• [TASK OBJECTIVE]: Using the album review, explain in one to three sentences why followers of ambient electronica might already know Tomasz Bednarczyk.

New Rome :: Nowhere (Room40)

New Rome is the new musical home for Tomasz Bednarczyk, whom discerning ’00s ambient-electronica watchers will recall from a trio of accomplished albums, two of them Room40 editions. Summer Feelings and Painting Sky Together were distinguished by ‘restrained almost fragile aesthetics, […] dense with emotive spatial character and powerful imagined narrative,’ and ‘taking the most restrained compositional actions and allowing them to unfold with a hazy stillness that blurs time. […] crisp and fragile, but ultimately its textures are overwhelmingly warm and generous.’

Re-surfacing after a not-quite M.I.A. but decidedly lower profile period, Bednarczyk resumes normal service with Nowhere, mining a rich harmonic vein rooted in classic ambient ‘scapism (Eno to SAW II), seen as if through a glaze darkly, via a ’70s-’90s synth-prism triangulated by Vangelis, Klaus Schulze and Global Communication. Yet it’s also attended by a more contemporary spirit, sounding refreshed, remade and remodelled, some noting it ‘arriving somewhere at the perimeter of OPN’s earlier work.’ These pieces outfold gracefully with a pastoral-melancholic lilt-tilt, sometimes beatless, often on a rhythmic base; New Rome locates itself with fluid mercurial coordinates, a home for nostalgic reverie, glacial timbres wrapped in warm bass folds. Seeking seemingly to tap into the experience of falling into and emerging from winter, it floats free from anchorage; from “Tumble”‘s wistful swathes through “Cat”‘s yearning contrails to “Beginning”‘s billowing beauty, Nowhere is a site that unites absence and presence framed by Bednarczyk’s methodology—one of space configured for engaged drift.

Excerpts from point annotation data
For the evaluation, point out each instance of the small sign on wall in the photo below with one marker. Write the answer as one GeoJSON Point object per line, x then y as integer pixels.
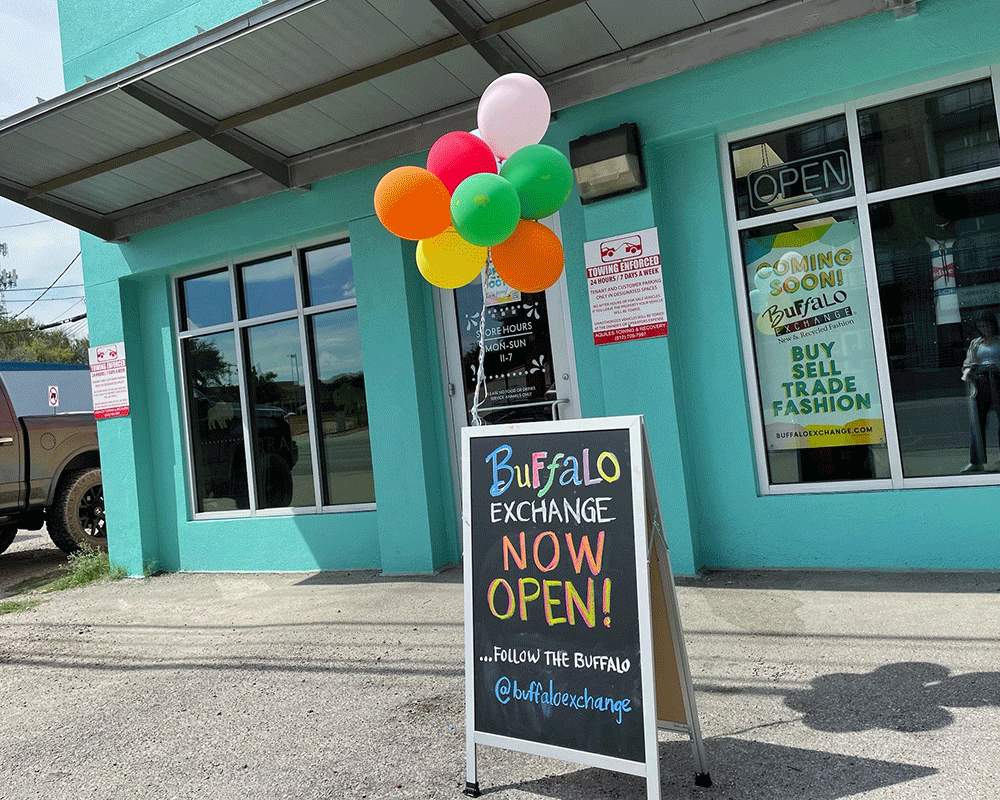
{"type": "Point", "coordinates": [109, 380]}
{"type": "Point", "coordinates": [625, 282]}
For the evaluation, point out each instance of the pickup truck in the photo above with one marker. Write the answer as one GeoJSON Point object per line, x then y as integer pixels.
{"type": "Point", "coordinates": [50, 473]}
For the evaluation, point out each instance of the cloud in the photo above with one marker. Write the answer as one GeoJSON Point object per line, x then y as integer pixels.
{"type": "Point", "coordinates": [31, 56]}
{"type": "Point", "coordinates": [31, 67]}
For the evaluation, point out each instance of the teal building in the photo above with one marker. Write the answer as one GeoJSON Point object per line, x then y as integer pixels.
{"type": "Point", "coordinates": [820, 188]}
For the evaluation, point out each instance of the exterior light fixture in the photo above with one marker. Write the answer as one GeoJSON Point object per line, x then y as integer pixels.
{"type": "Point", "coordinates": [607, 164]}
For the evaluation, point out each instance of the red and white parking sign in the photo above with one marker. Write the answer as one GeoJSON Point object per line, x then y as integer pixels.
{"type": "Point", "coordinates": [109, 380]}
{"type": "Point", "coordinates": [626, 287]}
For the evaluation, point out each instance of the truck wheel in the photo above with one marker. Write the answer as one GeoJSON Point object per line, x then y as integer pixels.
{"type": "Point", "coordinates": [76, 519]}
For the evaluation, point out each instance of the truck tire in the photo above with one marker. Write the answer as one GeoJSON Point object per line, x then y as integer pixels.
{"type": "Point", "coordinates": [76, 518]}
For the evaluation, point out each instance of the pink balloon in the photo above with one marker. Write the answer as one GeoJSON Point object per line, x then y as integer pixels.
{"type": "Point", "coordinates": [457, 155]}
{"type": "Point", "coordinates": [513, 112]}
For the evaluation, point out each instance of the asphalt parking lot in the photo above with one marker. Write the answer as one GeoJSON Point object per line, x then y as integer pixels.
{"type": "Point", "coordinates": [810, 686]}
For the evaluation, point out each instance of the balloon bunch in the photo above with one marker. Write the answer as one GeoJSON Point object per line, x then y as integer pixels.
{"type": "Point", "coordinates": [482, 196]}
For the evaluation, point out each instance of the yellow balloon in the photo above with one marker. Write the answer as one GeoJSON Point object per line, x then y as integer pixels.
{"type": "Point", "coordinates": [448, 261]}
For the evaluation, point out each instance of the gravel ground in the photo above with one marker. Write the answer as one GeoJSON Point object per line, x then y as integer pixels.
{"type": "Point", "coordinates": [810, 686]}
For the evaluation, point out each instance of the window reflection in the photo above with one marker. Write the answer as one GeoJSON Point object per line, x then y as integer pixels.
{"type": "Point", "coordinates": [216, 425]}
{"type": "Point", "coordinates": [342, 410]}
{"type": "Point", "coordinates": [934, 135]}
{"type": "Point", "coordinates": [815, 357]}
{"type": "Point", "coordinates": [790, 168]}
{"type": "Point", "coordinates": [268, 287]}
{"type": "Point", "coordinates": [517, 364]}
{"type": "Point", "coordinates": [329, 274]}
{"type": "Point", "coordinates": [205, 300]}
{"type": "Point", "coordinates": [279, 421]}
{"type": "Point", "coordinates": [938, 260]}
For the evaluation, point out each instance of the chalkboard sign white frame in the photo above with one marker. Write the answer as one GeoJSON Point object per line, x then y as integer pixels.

• [THE COMPLETED TASK]: In the 2000s, Bednarczyk released a trio of accomplished albums, two of them on Room40. Two of those albums, Summer Feelings and Painting Sky Together, were praised for their restrained, fragile aesthetics and warm textures.